▸ WORK TO DO: Starting with the row that contains "In the photograph above, where can the sky" and ending with the last row below, write out those rows again, requests included. Multiply every point coordinate in the answers by 0.85 and round to whole numbers, with halves rounding up.

▸ MATERIAL SUPPLIED:
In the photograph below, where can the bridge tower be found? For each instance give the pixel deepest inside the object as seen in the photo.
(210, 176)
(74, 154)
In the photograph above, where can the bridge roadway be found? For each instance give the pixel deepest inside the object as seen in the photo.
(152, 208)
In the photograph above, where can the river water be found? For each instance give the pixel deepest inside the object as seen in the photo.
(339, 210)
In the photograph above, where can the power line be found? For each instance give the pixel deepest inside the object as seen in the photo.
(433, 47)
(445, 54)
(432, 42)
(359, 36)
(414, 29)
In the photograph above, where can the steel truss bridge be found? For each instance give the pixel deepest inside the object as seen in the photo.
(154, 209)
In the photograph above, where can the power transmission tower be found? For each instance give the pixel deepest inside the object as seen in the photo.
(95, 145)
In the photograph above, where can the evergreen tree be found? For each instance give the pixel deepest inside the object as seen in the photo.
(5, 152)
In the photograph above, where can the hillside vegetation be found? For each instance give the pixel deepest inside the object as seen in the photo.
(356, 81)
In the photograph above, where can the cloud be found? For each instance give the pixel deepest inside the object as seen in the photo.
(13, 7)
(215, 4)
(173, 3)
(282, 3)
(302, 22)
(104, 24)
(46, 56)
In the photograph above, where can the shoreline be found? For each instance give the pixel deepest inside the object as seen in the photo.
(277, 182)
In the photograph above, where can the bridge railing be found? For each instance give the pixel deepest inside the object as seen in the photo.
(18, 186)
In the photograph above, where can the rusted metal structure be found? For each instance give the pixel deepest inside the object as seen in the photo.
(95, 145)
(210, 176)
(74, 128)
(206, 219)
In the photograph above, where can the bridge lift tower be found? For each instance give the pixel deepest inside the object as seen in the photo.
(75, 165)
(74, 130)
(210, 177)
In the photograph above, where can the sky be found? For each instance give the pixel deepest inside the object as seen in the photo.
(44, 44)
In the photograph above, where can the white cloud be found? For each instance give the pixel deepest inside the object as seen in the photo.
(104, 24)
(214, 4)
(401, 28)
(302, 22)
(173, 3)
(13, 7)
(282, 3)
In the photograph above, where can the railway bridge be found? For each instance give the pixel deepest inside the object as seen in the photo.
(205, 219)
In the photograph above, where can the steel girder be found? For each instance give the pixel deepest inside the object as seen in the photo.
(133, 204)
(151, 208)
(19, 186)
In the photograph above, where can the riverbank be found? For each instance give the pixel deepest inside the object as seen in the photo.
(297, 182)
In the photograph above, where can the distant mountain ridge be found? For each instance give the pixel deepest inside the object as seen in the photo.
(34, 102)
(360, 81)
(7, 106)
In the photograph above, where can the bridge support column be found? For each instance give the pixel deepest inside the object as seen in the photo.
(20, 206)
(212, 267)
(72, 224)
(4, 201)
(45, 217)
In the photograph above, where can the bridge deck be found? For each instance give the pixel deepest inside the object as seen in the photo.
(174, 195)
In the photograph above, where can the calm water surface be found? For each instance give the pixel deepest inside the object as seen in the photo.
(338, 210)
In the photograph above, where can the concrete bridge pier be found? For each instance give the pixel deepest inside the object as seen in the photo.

▸ OUTPUT FOR THIS TASK:
In the photograph above, where can the sky be found? For each instance give the pixel deepest inside the object as seen in the photo.
(37, 37)
In the photograph above, where can the white cloud be found? For each instance give the pixel deepest inside the object as seen in the photo.
(88, 20)
(182, 3)
(341, 24)
(257, 19)
(147, 3)
(11, 6)
(240, 3)
In the photograph above, where can the railway bridge be found? For each instance give the pixel deepest inside the object as seen in the photo.
(174, 186)
In the photograph above, where can the steel girder be found? For each instance give the pixel deepest inside the object as seen in the photo.
(113, 173)
(128, 177)
(16, 158)
In the photograph above, where can the riverbank be found? For each instance give the pixel deepest inside the object as seen in the photo.
(252, 155)
In the photograph above, where can the distant mountain ridge be found? For each instance give the pixel deepest inside the object as seen in the photo.
(29, 87)
(306, 69)
(6, 90)
In the photograph above, where can the bridge support column be found? For each instance give the pixel deepest inside the object as seen in the photo.
(17, 175)
(180, 227)
(61, 190)
(3, 171)
(38, 184)
In the photograph above, where can the bridge deck be found? For each instance give the pixel deepest inside the object as seen in the photo.
(148, 166)
In the photograph above, where can the calm water surface be found? For each instance give the pixel deepest inside the object as seen in the photo.
(287, 179)
In the photograph above, where can the concrete bridge pier be found? For each instance give the pixel deepest inside the object as seen in the photo.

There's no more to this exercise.